> [Task statement]
Set all the entries down again, unaltered.

+++ Stored data +++

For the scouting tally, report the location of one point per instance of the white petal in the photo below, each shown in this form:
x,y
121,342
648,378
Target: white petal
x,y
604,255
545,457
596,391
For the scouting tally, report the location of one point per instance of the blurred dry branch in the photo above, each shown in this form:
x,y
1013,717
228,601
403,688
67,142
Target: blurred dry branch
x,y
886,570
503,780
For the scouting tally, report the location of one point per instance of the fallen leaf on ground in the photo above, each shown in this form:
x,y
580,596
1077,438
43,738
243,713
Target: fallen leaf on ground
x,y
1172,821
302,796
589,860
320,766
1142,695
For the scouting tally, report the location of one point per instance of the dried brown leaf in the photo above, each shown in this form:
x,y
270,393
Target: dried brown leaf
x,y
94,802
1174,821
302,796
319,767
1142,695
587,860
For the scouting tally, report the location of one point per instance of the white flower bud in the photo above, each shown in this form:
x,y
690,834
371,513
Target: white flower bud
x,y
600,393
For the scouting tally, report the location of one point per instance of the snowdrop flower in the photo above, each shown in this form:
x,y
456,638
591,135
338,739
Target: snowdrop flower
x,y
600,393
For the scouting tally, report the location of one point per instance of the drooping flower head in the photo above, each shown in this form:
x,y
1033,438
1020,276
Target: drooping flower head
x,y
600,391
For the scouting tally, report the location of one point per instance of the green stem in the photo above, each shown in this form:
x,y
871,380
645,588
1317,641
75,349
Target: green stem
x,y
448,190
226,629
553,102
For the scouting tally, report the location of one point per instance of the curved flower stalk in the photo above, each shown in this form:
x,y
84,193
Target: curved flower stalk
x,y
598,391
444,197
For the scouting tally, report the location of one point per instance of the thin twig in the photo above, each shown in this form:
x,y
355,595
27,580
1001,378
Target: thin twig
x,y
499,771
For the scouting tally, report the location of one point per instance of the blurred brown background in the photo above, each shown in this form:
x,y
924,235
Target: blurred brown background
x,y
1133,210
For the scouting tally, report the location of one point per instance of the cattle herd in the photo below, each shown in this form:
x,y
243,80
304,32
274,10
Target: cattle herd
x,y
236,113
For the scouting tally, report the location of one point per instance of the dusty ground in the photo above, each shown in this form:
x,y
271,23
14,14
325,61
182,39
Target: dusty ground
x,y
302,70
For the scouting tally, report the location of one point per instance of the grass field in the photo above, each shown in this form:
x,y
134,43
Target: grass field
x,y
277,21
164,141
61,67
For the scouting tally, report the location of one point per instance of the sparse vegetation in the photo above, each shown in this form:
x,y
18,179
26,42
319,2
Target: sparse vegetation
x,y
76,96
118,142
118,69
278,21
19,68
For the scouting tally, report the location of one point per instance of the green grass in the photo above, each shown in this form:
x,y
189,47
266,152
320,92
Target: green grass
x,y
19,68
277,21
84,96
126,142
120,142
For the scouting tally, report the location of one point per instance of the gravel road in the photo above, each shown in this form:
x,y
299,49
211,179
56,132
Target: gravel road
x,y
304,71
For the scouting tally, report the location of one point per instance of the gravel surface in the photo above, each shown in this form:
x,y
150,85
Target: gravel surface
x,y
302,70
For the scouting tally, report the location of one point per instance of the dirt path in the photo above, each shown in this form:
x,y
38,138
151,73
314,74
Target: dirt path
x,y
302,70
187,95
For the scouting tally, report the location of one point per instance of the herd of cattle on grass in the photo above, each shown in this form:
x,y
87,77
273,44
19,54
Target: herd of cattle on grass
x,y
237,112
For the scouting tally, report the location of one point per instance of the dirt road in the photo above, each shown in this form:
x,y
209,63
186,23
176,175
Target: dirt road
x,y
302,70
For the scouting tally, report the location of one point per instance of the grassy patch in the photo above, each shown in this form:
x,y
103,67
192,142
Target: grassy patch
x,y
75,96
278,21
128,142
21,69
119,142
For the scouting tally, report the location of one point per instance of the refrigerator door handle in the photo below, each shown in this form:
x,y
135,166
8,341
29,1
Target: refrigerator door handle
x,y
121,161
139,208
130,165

+++

> [Answer below]
For the scouting tally, report the location of one point per instance of the white petal in the photo below, each shown in this form:
x,y
121,342
648,378
Target: white petal
x,y
604,255
545,457
596,391
For the scouting tally, report the location of one point per instance of the blurred dry branch in the photo above, each shown in this form:
x,y
1013,717
228,601
403,688
67,142
Target: blurred dry branch
x,y
886,570
503,780
For the scouting tally, report the location of one point per instance of the fallen leaf on ground in the photo above, each shown in this form:
x,y
580,596
1077,438
43,738
243,713
Target: fallen leaf on ground
x,y
1172,821
302,796
589,860
320,766
1142,695
For the scouting tally, report the location of one point per instance of the dried brown leaf in the photo above, each shown in this form:
x,y
270,393
Target: dried brown leaf
x,y
94,802
1174,821
302,796
319,767
1142,695
587,860
For the scouting tally, report the location of one point per instance of the white flower bud in the photo above, each shown in this form:
x,y
690,834
371,513
Target: white flower bud
x,y
600,393
For the scouting tally, report the location of one point per instance of the snowdrop flower in the photo above, each shown in this form:
x,y
456,638
591,135
338,739
Target: snowdrop flower
x,y
600,393
For the scouting tally, report the location of one point per instance of the drooping flower head in the photo above, each shown in this form:
x,y
1033,438
1020,276
Target: drooping flower head
x,y
600,391
For the scouting tally, report the location of one point per instance of the green stem in the photo above, each shown in this form:
x,y
871,380
645,588
1317,641
75,349
Target: green stem
x,y
448,190
226,629
553,102
For the scouting tally, report the location of one point per instance of the curved flower stalk in the photo above, each shown in this form:
x,y
84,193
Target: curved flower stalk
x,y
598,391
444,197
For the scouting tally, report the location of one point per instance of the thin twig in the photo above, each shown in this form:
x,y
355,595
27,580
1001,378
Target: thin twig
x,y
499,771
For the scouting tally, report the location of one point per instance of the blurred brown background in the photo above, each shown in this form:
x,y
924,235
Target: blurred brown background
x,y
1133,210
For the scouting tally, report the location of one point per instance of the cattle herd in the photo below, each shown in this form:
x,y
243,80
304,32
274,10
Target: cattle herd
x,y
236,113
For the scouting tally, report the location of one point per instance of the dusty ground in the photo above, each shown in this form:
x,y
271,23
14,14
325,61
182,39
Target: dusty ground
x,y
302,70
For the scouting tally, report the location of one point per instance of the grass field in the photo above, each shown in this form:
x,y
134,43
Target: grass field
x,y
277,21
164,141
61,67
For the scouting tally, report the location of one point per instance of the sparse vegetation in the photo above, each shown in this form:
x,y
18,179
26,42
319,2
Target: sparse vegetation
x,y
76,96
118,142
118,69
278,21
19,68
For the scouting tally, report the location of one point per instance of the green grass in the photo above, each shown in this form:
x,y
189,47
266,152
320,92
Target: green grass
x,y
19,68
277,21
84,96
126,142
120,142
For the scouting tally, report the location of one point per instance of the gravel road in the photo above, each shown in this form:
x,y
299,49
211,179
56,132
Target: gravel road
x,y
304,71
For the scouting tally, report the location of one point per instance of the gravel surface in the photo above, each shown in this form:
x,y
150,85
Target: gravel surface
x,y
302,70
For the scouting tally, report the location of one point per instance of the dirt path in the photo above, each shown in this form:
x,y
38,138
151,73
314,74
Target: dirt path
x,y
302,70
187,95
For the scouting tally, report the location of one point per instance of the herd of cattle on grass in the photo above, each shown in this form:
x,y
87,77
273,44
19,54
Target: herd of cattle on grass
x,y
237,112
For the scouting tally, report the location of one point per instance of the dirt road in the photo above, each shown in this form:
x,y
209,63
186,23
176,175
Target: dirt road
x,y
302,70
For the scouting tally, report the location of one point per instance of the grassy patch in the photo above, each shown in this form:
x,y
103,67
192,142
Target: grassy patch
x,y
75,96
278,21
128,142
21,69
119,142
For the scouting tally, report the location of one point per instance of the refrigerator door handle in the photo below, each shown in this form:
x,y
135,166
8,341
29,1
Target: refrigerator door handle
x,y
121,161
139,208
130,165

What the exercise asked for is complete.